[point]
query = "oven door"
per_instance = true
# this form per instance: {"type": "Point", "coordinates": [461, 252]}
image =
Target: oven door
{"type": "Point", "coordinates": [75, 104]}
###
GIVEN INSTRUCTION. Rescale the records above by repeating every line, requests included, with each point coordinate in the answers multiplied by 1.15 and rounded to the nearest whole number, halves up. Leave the numbers in the requests and their format samples unchanged.

RESPONSE FOR THIS EXERCISE.
[point]
query = "oven door"
per_instance = true
# this form per instance: {"type": "Point", "coordinates": [461, 252]}
image =
Target: oven door
{"type": "Point", "coordinates": [86, 120]}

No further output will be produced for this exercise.